The release of MeeGo 1.0 was accompanied by some resolution to Maemo, not all of it with positive consequences. The long-awaited PR1.2 update was officially released at around the same time, which was a welcome relief, but excitement over the improvements it brought were tempered by less-than-genius developments.
There’s an unfortunate legacy of dropped balls in the Maemo closet, usually involving operating system evolutions so rough that they evoked more feelings of abandonment than joy. I’m not going to rehash all of the legacy, but will instead focus on this year.
So let’s revisit some mind-blowing moments in recent Maemo history.
MeeGo-Harmattan Hybrid Naming
This is one of the biggest confusion generators I’ve seen come from Team Maemo. After MeeGo was first formally announced, the next release of Maemo (code named Harmattan) came into question. Word from Nokia was that a Harmattan device was still on track for release but it would not be branded as a Maemo product. Instead, Harmattan would be deemed as “an instance of MeeGo” and was referred to as “MeeGo-Harmattan”.
That might not be a problem, except for one little detail: MeeGo relies on the RPM approach to application packaging, whereas Harmattan will continue with the DEB format used by Maemo. This makes “MeeGo-Harmattan” a transitional hybrid.
Why Nokia doesn’t just go ahead with the Maemo 6 label just for this release I’m not sure… but the hybrid naming has resulted in significant confusion in the Maemo community. For that reason I proposed at talk.maemo.org that Nokia come up with some official name making clear the transitional nature of the upcoming OS.
I have not seen any movement on this lately, so to prod Nokia along I have some suggestions:
- …or even MaeGo
I’m sure the creative bunch reading this will have ideas too, right?
PR1.2 Closed Testing
Breaking from past tradition, Nokia extended early testing privileges to select maemo.org community members for the PR1.1 update. As far as I’m aware Nokia’s request to limit discussion was honored so it came as a surprise when Nokia reverted and closed PR1.2 to external testing. That wasn’t helped by delays which might well have been mitigated by including additional trusted testers into the process.
I’ll be disappointed if there is no PR1.3 for Maemo 5, and even more so if the community doesn’t get a chance to test it prior to formal release. Come on, Nokia, let us help quality assurance!
The loud, impatient clamor for a PR1.2 release led one unnamed individual, ostensibly a Nokia employee or contractor, to post an unofficial build to the wild. The maemo.org gang was quick to find and distribute it despite appeals from many to hold off. Sure enough, many downloaders encountered problems resulting from the premature release.
Nokia’s stereotypical silence on the subject didn’t help matters. In addition to posting on the maemo.org forum, some of us hit twitter immediately to alert the Maemo community to the situation. It would have been nice for someone from Nokia to have responded during the debacle with an official statement.

# # # # # # #

_Exercise A_: Could you output the dataset entries exactly as they appear, from the line containing "Where can you spot the rear bumper?" down to the final entry, with both ends included?
_Exercise B_: Can you go on with the piece about Maemo's troubled year, picking up right after its last sentence?

[Dataset entries]
# # # # # # #

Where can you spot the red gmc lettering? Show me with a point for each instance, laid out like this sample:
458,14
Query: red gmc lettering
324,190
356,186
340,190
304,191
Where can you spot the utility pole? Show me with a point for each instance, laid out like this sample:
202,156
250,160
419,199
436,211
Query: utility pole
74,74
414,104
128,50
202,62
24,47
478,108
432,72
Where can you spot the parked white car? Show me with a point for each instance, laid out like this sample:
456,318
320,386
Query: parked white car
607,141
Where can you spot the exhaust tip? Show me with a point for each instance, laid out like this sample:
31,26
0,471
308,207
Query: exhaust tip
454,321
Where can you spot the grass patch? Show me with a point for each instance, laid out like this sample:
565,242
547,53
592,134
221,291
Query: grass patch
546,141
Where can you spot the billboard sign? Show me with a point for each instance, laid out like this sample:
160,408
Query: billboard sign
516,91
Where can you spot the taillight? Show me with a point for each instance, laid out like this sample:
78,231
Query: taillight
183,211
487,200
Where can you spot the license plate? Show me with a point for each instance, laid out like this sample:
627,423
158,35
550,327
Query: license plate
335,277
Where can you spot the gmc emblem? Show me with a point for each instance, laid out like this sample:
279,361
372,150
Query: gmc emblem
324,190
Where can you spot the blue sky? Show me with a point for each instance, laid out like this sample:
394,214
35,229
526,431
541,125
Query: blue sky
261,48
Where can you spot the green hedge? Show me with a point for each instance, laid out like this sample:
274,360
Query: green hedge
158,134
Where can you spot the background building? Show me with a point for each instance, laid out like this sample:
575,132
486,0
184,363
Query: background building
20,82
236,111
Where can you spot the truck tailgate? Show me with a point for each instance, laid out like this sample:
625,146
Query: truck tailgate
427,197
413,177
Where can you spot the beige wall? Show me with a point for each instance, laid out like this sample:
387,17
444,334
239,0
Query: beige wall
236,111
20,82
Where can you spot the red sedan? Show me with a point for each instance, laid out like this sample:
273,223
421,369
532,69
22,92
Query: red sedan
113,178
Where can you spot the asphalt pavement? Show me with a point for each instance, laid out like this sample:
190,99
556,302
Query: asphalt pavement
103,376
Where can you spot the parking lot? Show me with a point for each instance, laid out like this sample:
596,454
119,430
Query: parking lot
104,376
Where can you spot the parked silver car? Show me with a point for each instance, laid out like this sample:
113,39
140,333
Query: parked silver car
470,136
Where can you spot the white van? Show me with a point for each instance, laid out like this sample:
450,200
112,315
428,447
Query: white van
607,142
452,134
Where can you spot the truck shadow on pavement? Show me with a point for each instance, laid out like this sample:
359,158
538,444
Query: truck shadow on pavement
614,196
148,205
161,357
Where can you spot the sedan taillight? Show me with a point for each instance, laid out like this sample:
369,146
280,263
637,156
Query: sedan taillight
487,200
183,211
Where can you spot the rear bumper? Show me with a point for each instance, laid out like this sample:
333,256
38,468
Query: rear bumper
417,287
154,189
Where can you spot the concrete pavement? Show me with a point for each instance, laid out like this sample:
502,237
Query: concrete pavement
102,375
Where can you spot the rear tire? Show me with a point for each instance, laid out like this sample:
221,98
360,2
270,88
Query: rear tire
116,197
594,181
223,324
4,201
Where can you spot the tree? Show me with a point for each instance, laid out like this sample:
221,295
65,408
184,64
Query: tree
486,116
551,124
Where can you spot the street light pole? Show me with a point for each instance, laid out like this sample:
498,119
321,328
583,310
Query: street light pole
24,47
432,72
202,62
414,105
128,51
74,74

# # # # # # #

_Result A_:
Where can you spot the rear bumper? Show me with a point for each instance, laid out like this sample:
333,256
38,468
Query: rear bumper
417,287
154,189
Where can you spot the concrete pavement? Show me with a point for each instance, laid out like this sample:
502,237
Query: concrete pavement
102,375
Where can you spot the rear tire? Show me with a point for each instance, laid out like this sample:
221,98
360,2
270,88
Query: rear tire
116,197
594,181
223,324
4,201
Where can you spot the tree? Show me with a point for each instance, laid out like this sample:
221,295
65,408
184,64
Query: tree
486,116
551,124
Where can you spot the street light pole? Show me with a point for each instance, laid out like this sample:
498,119
321,328
583,310
Query: street light pole
24,47
432,72
202,62
414,105
128,51
74,74

_Result B_:
And on a side note, this unfortunate episode sure didn’t help the case for more community testing…
PR1.2 automatic SMS fiasco
Once PR1.2 was released, N900 owners were met with another rude surprise. After update installation, MyNokia registration requires an SMS be sent to Nokia at the user’s expense. There is no way for the user to decline. The quote from a maemo.org member below explains in detail:
[Maemo] bug 10366 (https://bugs.maemo.org/show_bug.cgi?id=10366) highlights an issue I hadn’t heard about until I started to prepare for my own upgrade to PR1.2.
The sending of an SMS, with no way for the user to stop it, to Nokia after the PR1.2 installation is a clear privacy breach and is unethical. I find it unimaginable that the engineer who implemented this did not consider it an issue, let alone the managers who experienced it on their own phones.
More importantly, the fact that the “terms and conditions” has no “Decline” button means that Nokia could be considered to be tricking people (by not warning them before they install PR1.2) into installing software which renders their device unusable until they agree to these T’s and C’s. Clearly a violation of anti-hacking legislation.
I think the council should put pressure on Nokia: this is a small problem but, as a privacy issue, it needs to be responded to extremely urgently to avoid it making the news in the same way as the Google streetview WiFi issue. Just like the Google case, once the press get hold of it it could be very expensive and damaging to Maemo (and, by extension, MeeGo).
The correct fix is to add a “I Do Not Want To Register” button to the MyNokia T&C window. However, I would suggest an immediate fix of adding a warning into the webites from where PR1.2 can be downloaded, and into the initial phase of the OTA upgrade, explaining that if the update continues the SMS will be sent and to cancel the installation if people don’t want it to be sent.
I have to agree completely, and am amazed something like this even occurred in Maemo! It takes Nokia a step backwards in the area of trust and needs to be resolved ASAP.
No Official Full MeeGo for N900
One of the most disappointing announcements from Nokia had to be the revelation that there would be no official consumer-friendly version of MeeGo for the N900. This shortsighted move has only reinforced the cynical assertions by detractors (some former Maemo adherents) that Nokia cares little for community continuity and only about what near-future sales can bring. I’m personally perplexed that Nokia executives don’t see the harm these decisions do to goodwill, an extremely important factor in any open (even partially) source endeavor.
The one bone thrown to the community was a statement of support for a grassroots MeeGo port to the N900. How that support will manifest remains to be seen. With some diehard exceptions, optimism is low across the board and it is safe in my opinion to say that how this venture goes may well set the tone for MeeGo in general.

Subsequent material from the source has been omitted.